• [Excerpted text]:
::::

Richard McGregor is the former Beijing bureau chief of the Financial Times, and was a foreign correspondent in China and Japan for close to two decades. He is currently the FT’s deputy news editor. He is the author of The Party: The Secret World of China's Communist Rulerswhich was published by HarperCollins.
Your first book is Chinese Shadows by Simon Leys, published in 1977. I gather from reviews that at the time people still thought Mao was really great and so the author’s negative approach did not go down well.
Yes, Mao was still the cuddly guy in the Andy Warhol paintings and the visionary statesman who allowed Nixon to visit China. He was the man standing up in Tiananmen Square with 27,000 giggling schoolchildren waving their flags at him. But the truth, as we now know, was much, much worse. At the time, it wasn’t easy to write a polemic of this kind against Mao, but the style of writing is brilliant: it’s a literary work as much as a work about China. It’s sarcastic, it’s witty, it’s deeply learned. And it absolutely takes apart Mao’s defenders limb by limb. It’s the sort of thing that utterly cuts through all sorts of cant, and I still enjoy picking it up and reading it today.
Why? Do the things it says still hold true?
It’s not true in describing day-to-day life in China now. But it’s certainly true about Mao. And you still can’t talk about Mao like that in China these days.
Tell me about the author, what did he base his information on?
Leys is a Belgian-Australian, the ultimate high-minded scholar. I think he may have worked for the Belgian Embassy in Beijing at one point, but ended up at the University of Sydney and the Australian National University in Canberra. He was a great defender of Chinese culture, and the refinements of Chinese culture. He wrote a wonderful essay once on the art of calligraphy. But he made a trip back to China in 1976 and was absolutely horrified at the changes that had taken place. For example, Mao had knocked down the old city walls. There’s one chapter where he goes to find one of the famous old city gates, which he thinks has survived the Maoist purge of the old city, and it’s not there. He goes almost into a delirium – he thinks he’s lost his way, that he must have come to the wrong spot. And then he realises that it’s gone altogether.
There are these quite remarkable scenes that illustrate his horror at the utter destruction of the Mao period. He uses a great word to describe the Maoist policy: he calls it cretinous. It’s so evocative of his bitterness at what has happened and his scorn for the apologists in the West who defended Mao.
So is it more about the culture and not so much about talking to Chinese people he knew?
He has conversations with Chinese people. But he’s not allowed to talk to ordinary Chinese, which is another theme in the book. He is shadowed by people wherever he goes. It’s really an utterly spooky and deeply pessimistic work but also gripping to read. I can’t fathom why it has gone out of print and hasn’t been republished.
Let’s go on to the book by the Washington Post correspondent, John Pomfret, Chinese Lessons: Five Classmates and the Story of the New China.
I found this book really unputdownable. We’ve all read lots of books about the reforms under Deng Xiaoping since 1979. Pomfret takes it straight down to street level, almost, with the story of five people that he knew, former classmates he had met at university as a foreign student in Nanjing in 1981. He was able to trace their lives intimately from when he left them. The book really has this grand sweep to it – like a great historical novel, part Balzac, part Exodus. The stories are very poignant and moving on their own, but once they’re displayed on the widescreen of China and the policy changes taking place in China at that time, it amplifies them even more. The detail is just amazing.

::::

• [Given information]:
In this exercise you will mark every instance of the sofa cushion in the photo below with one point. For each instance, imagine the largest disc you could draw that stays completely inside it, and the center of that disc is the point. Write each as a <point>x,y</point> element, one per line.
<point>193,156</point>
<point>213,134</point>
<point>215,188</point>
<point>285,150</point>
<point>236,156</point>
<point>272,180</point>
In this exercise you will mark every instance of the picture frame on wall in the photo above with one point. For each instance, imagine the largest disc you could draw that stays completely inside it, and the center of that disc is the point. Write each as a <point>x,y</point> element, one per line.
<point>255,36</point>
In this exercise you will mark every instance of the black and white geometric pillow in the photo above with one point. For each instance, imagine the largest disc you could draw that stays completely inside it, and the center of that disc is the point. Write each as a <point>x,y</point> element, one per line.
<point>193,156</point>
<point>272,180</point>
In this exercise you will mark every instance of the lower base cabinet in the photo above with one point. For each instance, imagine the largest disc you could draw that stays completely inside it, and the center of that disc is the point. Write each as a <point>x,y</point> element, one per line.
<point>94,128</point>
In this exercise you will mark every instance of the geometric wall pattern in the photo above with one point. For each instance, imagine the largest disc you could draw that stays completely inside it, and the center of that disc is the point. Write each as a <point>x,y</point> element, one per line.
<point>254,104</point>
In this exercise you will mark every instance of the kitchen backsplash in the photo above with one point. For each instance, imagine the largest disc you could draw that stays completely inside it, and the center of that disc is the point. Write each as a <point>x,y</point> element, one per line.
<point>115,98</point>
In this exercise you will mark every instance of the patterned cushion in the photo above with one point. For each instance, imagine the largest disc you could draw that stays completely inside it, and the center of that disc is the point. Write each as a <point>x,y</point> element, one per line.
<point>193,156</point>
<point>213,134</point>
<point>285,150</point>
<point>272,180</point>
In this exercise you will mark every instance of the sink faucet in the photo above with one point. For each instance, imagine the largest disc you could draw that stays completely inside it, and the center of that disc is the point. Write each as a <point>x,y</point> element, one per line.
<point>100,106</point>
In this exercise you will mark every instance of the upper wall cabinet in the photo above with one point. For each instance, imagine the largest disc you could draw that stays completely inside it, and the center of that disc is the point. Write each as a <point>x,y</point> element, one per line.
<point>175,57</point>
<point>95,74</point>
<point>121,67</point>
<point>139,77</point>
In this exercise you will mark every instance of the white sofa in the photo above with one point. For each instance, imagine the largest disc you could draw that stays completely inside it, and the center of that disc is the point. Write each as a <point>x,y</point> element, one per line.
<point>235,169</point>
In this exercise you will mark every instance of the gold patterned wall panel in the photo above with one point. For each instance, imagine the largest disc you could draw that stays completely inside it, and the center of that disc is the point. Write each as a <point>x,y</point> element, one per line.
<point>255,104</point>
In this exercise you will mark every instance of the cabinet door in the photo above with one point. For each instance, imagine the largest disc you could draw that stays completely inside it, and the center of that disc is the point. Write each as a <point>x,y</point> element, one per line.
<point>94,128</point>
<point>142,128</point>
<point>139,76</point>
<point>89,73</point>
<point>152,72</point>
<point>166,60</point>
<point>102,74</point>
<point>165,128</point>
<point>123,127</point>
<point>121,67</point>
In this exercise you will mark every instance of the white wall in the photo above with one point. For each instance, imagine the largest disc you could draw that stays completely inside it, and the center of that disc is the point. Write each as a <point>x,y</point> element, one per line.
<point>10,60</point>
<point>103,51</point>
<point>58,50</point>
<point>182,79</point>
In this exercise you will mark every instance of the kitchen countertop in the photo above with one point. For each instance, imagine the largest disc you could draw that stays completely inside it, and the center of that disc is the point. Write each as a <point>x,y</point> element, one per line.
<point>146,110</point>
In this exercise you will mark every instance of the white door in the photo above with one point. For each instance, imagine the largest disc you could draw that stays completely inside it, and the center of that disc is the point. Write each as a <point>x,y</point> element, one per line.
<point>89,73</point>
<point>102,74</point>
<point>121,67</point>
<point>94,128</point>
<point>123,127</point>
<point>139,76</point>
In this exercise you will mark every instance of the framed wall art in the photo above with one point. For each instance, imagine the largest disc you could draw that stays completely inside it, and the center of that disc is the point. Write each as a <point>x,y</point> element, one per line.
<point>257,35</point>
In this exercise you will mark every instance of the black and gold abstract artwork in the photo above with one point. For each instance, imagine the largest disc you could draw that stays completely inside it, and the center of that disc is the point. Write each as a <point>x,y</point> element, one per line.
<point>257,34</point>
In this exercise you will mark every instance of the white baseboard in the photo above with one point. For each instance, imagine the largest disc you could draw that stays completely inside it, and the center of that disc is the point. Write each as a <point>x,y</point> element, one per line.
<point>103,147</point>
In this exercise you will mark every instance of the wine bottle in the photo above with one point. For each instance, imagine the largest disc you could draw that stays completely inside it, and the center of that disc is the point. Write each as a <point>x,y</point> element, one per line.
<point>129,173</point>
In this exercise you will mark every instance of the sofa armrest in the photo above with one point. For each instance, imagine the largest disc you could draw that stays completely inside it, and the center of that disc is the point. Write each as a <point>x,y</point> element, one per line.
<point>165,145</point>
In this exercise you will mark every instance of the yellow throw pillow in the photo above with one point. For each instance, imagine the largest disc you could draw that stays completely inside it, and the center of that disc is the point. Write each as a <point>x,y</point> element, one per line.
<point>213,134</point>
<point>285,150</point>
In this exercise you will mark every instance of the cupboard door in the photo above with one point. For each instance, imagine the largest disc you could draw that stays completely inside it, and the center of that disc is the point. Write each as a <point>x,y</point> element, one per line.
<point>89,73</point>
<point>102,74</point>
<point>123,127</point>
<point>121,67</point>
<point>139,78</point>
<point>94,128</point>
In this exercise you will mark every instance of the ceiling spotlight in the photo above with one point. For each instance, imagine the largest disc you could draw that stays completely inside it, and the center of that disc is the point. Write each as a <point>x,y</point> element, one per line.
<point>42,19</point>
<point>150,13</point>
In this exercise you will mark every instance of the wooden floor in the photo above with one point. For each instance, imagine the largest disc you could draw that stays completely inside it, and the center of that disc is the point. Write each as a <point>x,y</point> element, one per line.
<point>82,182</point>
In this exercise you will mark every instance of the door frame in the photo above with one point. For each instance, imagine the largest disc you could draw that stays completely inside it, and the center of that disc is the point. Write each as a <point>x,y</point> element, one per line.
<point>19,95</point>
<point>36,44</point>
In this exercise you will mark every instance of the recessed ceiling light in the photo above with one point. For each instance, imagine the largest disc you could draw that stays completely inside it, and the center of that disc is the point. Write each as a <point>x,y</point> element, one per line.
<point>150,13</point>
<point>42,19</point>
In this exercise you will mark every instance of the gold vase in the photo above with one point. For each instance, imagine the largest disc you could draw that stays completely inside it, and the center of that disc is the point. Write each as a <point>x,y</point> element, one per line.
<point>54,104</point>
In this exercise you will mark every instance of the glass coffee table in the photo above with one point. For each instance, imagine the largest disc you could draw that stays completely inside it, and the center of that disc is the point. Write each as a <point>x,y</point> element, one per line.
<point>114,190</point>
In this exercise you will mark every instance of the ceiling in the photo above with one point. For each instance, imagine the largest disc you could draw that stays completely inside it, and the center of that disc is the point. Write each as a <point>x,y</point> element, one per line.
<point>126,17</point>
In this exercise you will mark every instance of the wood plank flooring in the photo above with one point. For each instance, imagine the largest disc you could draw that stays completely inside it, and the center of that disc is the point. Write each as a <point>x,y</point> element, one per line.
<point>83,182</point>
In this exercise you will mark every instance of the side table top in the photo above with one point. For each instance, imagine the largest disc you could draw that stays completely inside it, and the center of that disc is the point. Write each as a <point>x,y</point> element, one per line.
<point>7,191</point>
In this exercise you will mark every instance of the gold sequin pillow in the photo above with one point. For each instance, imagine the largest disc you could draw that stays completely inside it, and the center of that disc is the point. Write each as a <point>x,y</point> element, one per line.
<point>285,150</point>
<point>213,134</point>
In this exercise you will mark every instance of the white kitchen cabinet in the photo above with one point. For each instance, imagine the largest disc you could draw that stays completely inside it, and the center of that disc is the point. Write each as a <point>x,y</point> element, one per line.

::::

• [Work order]: Please explain, using the interview about books on China, why Leys almost goes into a delirium when he looks for one of the famous old city gates.

• [Output below]: Leys believes the gate has survived the Maoist purge of the old city, so when he can't find it he thinks he has lost his way or come to the wrong spot. He then realizes it is gone altogether, because Mao had knocked down the old city walls.